> **Short problem**
Return, with no changes, the lines of the items starting at the line containing "Where can the upholstered" and ending at the line containing "column 182, row 280", both included.

> **Data excerpts**

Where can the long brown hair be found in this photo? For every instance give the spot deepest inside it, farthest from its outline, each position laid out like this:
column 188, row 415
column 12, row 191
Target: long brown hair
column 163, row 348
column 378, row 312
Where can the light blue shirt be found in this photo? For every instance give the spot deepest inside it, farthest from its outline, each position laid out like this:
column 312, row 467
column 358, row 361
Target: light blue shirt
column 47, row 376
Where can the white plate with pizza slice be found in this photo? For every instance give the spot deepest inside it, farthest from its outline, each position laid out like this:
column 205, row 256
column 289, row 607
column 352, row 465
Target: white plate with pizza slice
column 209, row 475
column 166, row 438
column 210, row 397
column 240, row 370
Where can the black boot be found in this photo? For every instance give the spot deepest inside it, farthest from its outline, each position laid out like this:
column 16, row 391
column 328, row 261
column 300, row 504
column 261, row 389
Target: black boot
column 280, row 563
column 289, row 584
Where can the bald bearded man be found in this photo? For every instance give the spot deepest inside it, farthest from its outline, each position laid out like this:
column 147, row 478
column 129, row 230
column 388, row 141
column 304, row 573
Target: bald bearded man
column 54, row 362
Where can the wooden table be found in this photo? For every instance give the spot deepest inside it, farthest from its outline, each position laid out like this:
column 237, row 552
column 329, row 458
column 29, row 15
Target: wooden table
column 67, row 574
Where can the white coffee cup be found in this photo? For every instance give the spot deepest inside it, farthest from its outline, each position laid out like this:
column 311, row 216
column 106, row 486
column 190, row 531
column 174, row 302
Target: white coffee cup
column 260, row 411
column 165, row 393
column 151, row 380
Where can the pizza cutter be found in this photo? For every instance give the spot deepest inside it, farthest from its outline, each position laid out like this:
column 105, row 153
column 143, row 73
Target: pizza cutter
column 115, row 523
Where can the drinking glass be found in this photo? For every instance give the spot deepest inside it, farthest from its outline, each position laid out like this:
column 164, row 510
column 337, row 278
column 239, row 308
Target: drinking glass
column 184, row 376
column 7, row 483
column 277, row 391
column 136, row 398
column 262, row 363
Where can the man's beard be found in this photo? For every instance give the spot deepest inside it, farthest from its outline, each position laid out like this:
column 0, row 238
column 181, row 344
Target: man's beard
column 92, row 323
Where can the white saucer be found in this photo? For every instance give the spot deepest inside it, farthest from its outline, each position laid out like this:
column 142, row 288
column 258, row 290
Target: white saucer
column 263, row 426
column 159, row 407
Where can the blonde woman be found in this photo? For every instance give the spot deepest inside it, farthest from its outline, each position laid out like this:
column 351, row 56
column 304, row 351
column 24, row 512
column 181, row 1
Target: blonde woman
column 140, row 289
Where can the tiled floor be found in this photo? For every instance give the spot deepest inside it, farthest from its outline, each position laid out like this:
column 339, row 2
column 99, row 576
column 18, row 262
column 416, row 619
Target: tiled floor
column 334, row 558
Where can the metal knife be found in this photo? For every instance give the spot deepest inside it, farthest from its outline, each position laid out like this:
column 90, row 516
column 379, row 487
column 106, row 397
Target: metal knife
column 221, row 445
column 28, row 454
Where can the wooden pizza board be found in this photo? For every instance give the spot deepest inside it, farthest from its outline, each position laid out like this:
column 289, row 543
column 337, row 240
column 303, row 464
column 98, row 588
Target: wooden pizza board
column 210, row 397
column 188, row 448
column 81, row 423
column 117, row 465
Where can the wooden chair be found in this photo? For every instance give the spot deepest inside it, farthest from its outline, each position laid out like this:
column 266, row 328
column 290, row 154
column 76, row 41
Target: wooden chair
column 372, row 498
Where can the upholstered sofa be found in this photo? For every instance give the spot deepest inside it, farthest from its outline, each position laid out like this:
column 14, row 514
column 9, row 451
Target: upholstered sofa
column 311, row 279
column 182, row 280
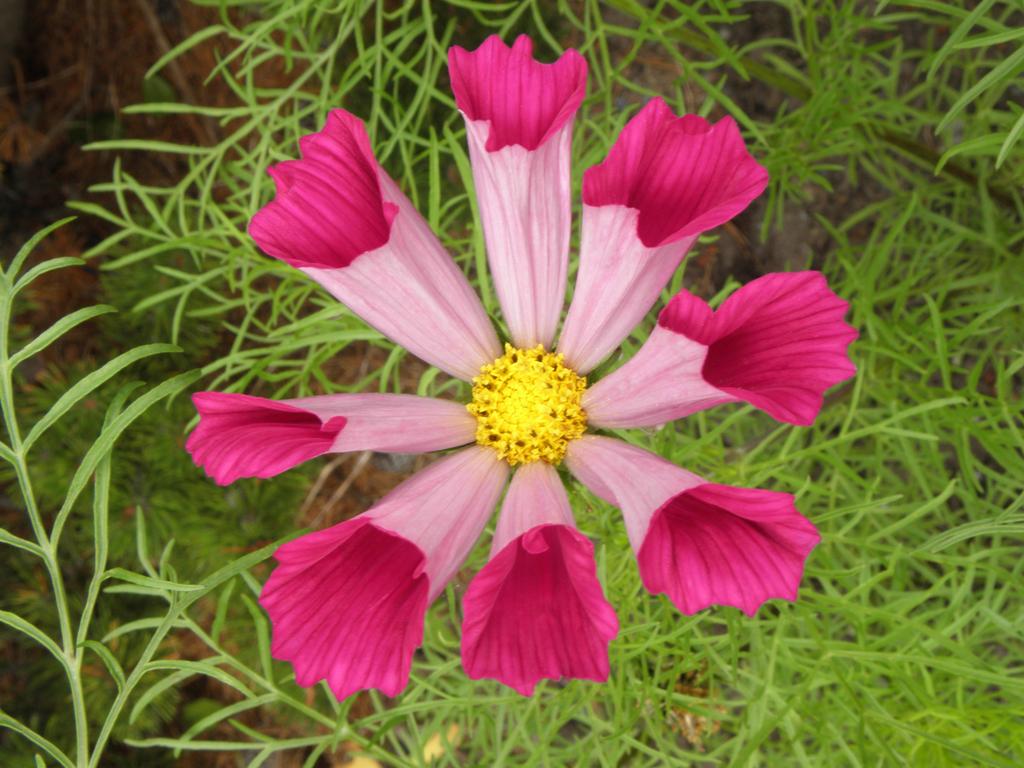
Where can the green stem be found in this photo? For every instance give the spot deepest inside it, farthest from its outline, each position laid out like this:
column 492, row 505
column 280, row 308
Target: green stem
column 797, row 90
column 48, row 554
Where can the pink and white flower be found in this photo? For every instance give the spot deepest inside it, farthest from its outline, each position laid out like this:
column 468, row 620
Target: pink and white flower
column 347, row 603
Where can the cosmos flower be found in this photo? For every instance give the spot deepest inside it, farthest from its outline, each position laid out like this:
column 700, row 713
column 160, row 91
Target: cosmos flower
column 347, row 603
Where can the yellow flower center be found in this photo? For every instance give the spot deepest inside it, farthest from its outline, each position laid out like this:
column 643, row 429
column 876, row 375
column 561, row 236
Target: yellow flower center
column 527, row 406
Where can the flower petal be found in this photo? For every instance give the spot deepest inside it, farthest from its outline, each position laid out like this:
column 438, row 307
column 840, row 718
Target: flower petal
column 684, row 175
column 699, row 543
column 778, row 343
column 666, row 180
column 519, row 126
column 537, row 610
column 341, row 219
column 393, row 423
column 726, row 546
column 629, row 477
column 443, row 508
column 660, row 383
column 525, row 101
column 347, row 603
column 244, row 436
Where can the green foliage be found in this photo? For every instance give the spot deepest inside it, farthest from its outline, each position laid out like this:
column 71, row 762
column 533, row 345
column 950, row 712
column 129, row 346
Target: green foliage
column 891, row 126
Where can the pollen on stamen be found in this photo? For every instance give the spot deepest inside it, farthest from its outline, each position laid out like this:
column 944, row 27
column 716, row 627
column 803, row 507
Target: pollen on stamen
column 527, row 406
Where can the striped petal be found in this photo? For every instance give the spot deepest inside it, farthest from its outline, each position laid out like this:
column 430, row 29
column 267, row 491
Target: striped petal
column 519, row 126
column 342, row 220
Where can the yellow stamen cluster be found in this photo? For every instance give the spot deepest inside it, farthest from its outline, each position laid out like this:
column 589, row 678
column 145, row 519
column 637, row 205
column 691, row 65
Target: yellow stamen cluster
column 527, row 406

> **Complete output**
Where can the upholstered sofa be found in this photo? For every instance give the spot deepest inside it, farthest from its outline, each position laid out like this:
column 14, row 514
column 9, row 451
Target: upholstered sofa
column 311, row 279
column 182, row 280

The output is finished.